UN chief ‘gravely alarmed’

The United Nations Secretary-General Antonio Guterres is “gravely alarmed” by reports of a full-scale assault on North Darfur’s city of el-Fasher in Sudan, says a UN spokesperson.

Guterres on Saturday called on the leader of the paramilitary Rapid Support Forces (RSF) to immediately halt the attack, warning that any further escalation threatens to spread the conflict along intercommunal lines throughout the country’s Darfur region, the spokesperson said in a statement.

“He calls on Lt. General Mohamed Hamdan ‘Hemedti’ Dagalo to act responsibly and immediately order a halt to the RSF attack,” UN spokesperson Stephane Dujarric said in a statement on Saturday, referring to the RSF commander.

“It is unconscionable that the warring parties have repeatedly ignored calls for a cessation of hostilities.” Sudan plunged into conflict in April 2023, when long-simmering tensions between its military and paramilitary leaders broke out in the capital Khartoum and spread to other regions, including Darfur.

# # # # #

Required actions |
1. Answer these questions about the report on the el-Fasher assault:
(a) What is the name of the UN spokesperson quoted in the statement?
(b) In which region of Sudan is the city of el-Fasher located?
(c) In what month and year did Sudan plunge into conflict?
2. Carry on the report on the el-Fasher assault, picking up after its final sentence.
The listing has no connection to the report on the el-Fasher assault.

Study material |
# # # # #

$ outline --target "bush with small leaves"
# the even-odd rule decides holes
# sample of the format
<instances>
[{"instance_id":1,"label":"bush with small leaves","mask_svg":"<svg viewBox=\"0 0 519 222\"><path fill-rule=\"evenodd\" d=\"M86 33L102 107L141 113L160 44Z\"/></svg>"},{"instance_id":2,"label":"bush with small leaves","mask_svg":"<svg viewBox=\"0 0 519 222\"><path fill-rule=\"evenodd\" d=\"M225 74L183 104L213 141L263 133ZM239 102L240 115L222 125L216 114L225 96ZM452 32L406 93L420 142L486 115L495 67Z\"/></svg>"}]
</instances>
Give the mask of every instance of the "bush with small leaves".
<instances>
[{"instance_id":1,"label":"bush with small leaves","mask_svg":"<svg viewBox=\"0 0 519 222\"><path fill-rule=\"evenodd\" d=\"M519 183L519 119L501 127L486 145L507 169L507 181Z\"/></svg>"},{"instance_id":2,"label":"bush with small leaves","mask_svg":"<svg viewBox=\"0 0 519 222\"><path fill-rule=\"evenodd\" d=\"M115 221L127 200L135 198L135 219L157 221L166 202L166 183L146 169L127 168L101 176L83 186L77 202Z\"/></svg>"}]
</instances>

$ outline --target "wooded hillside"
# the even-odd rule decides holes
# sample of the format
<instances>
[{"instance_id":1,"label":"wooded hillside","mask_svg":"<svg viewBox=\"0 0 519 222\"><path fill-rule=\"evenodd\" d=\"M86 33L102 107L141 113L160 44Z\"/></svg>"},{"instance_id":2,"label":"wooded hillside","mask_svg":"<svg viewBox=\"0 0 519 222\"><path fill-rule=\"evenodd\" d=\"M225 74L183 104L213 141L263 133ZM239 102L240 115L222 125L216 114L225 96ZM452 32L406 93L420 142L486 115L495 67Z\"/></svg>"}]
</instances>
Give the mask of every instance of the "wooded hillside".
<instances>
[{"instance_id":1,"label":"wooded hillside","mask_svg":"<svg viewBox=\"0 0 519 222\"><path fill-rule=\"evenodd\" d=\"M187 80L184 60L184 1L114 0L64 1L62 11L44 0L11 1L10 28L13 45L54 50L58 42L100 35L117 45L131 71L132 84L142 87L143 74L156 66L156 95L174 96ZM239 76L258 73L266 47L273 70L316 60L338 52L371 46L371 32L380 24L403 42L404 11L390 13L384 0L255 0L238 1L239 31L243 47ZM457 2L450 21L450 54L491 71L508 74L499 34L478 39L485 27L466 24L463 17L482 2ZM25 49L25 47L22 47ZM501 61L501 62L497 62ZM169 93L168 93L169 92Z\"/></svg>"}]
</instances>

# # # # #

Results of the tasks |
1.
(a) Stephane Dujarric
(b) North Darfur
(c) April 2023

2.
The UN has said that more than 14,000 people have been killed and 33,000 injured as the war triggered the world’s largest displacement crisis. UN officials have warned the worsening violence around el-Fasher threatens to unleash more intercommunal strife.

Darfur has seen some of the war’s worst atrocities, and the RSF has besieged el-Fasher since May – but fighting has escalated in the past week.

United States National Security Adviser Jake Sullivan said on Saturday that the conflict will be on the agenda when US President Joe Biden meets United Arab Emirates President Sheikh Mohammed bin Zayed Al Nahyan on Monday.

Sudan and the UAE have clashed at the UN Security Council (UNSC) over accusations by the army-aligned Sudanese government that the UAE is arming and supporting the RSF.

“Hundreds of thousands of civilians trapped in el-Fasher are now at risk of the consequences of mass violence,” Martha Pobee, the UN’s assistant secretary-general for Africa, told the UNSC on Wednesday.

“As fighting engulfs the city, it has further exposed an extremely vulnerable population, including internally displaced persons living in large camps near el-Fasher. This violence has also affected healthcare facilities.”

In June, the UNSC adopted a resolution calling for “an immediate halt to the fighting and for de-escalation in and around el-Fasher”. In January, the International Criminal Court’s prosecutor, Karim Khan, said there are grounds to believe both the warring sides may be committing war crimes, crimes against humanity, or genocide in Darfur.

Earlier this month, the UN’s Independent International Fact-Finding Mission for Sudan called for an “independent and impartial force” in Sudan and the widening of an arms embargo to protect civilians in the escalating conflict.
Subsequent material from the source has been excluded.